[DOCUMENT]:
[Start]

The monument should not be confused with the Soviet War Memorial (Tiergarten), built in 1945 in the Tiergarten district of what would later become West Berlin, or the Soviet War Memorial (Schönholzer Heide), in Berlin's Pankow district.
Layout
The focus of the ensemble is a monument by Soviet sculptor Yevgeny Vuchetich: a 12-m tall monument of a Soviet soldier with a sword holding a child, standing over a broken swastika. Vuchetich's inspiration for the monument was Soviet soldier Nikolai Masalov (1922-2004), who on April 30, 1945 found a German girl wandering near Potsdamer Platz during the Battle of Berlin and brought her to safety. Despite rumors that this episode was Soviet propaganda, owing to a journalist use of a different name for the girl's rescuer,[1] officially confirmed documents exist that substantiate at least five cases of Russian soldiers delivering small German children to orphanages during the Battle of Berlin. The base of the statue contains a small room lined in mosaics, in which wreaths are usually laid.

[End]

[YOUR GOAL]:
Continue the text above about the Soviet war memorial and its statue of a soldier holding a child, starting after its final sentence.

[SUPPLIED MATERIAL]:
[Start]

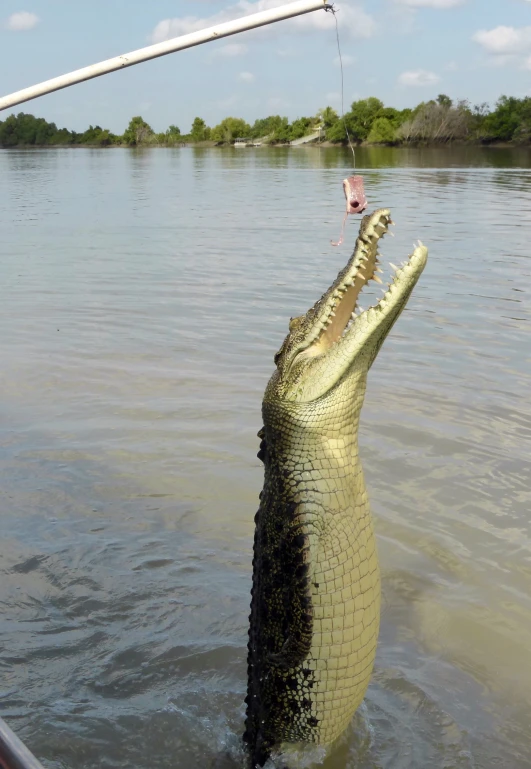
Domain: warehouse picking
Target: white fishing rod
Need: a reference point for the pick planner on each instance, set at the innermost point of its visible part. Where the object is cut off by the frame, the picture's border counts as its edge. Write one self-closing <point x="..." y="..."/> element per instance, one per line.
<point x="217" y="32"/>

[End]

[RESPONSE]:
Before the monument is a central area lined on both sides by 16 stone sarcophagi, one for each of the 16 Soviet Republics (in 1940-1956 then up to the reorganization of the Karelo-Finnish SSR into the Karelian ASSR there were 16 "union republics") with relief carvings of military scenes and quotations from Joseph Stalin, on one side in Russian, on the other side the same text in German. The area is the final resting place for some 5000 soldiers of the Red Army.
At the opposite end of the central area from the statue is a portal consisting of a pair of stylized Soviet flags clad in marble recovered from Adolf Hitler's demolished Reich Chancellery. (Leftover marble was allegely used to line Mohrenstraße station on the Berlin U-Bahn, adjacent to the former chancellery.) These are flanked by two statues of kneeling soldiers.
Beyond the flag monuments is a further sculpture, along the axis formed by the soldier monument, the main area, and the flags, is another figure, of the Motherland weeping at the loss of her sons.
In recent years, the ensemble has undergone a thorough renovation. In 2003 the main statue was removed and sent to a workshop on the island of Rügen for refurbishment. It was replaced on May 4, 2004.
Negative perception in Germany
Women of the (East) German wartime generation still refer to it as the "tomb of the unknown rapist" in response to the mass rapes by Red Army soldiers in the years following 1945.[1][2][3][4][5]
See also
References
- ^ Johnson, Daniel (25 January 2002). "Red Army troops raped even Russian women as they freed them from camps". The Telegraph. Retrieved 2009-03-30.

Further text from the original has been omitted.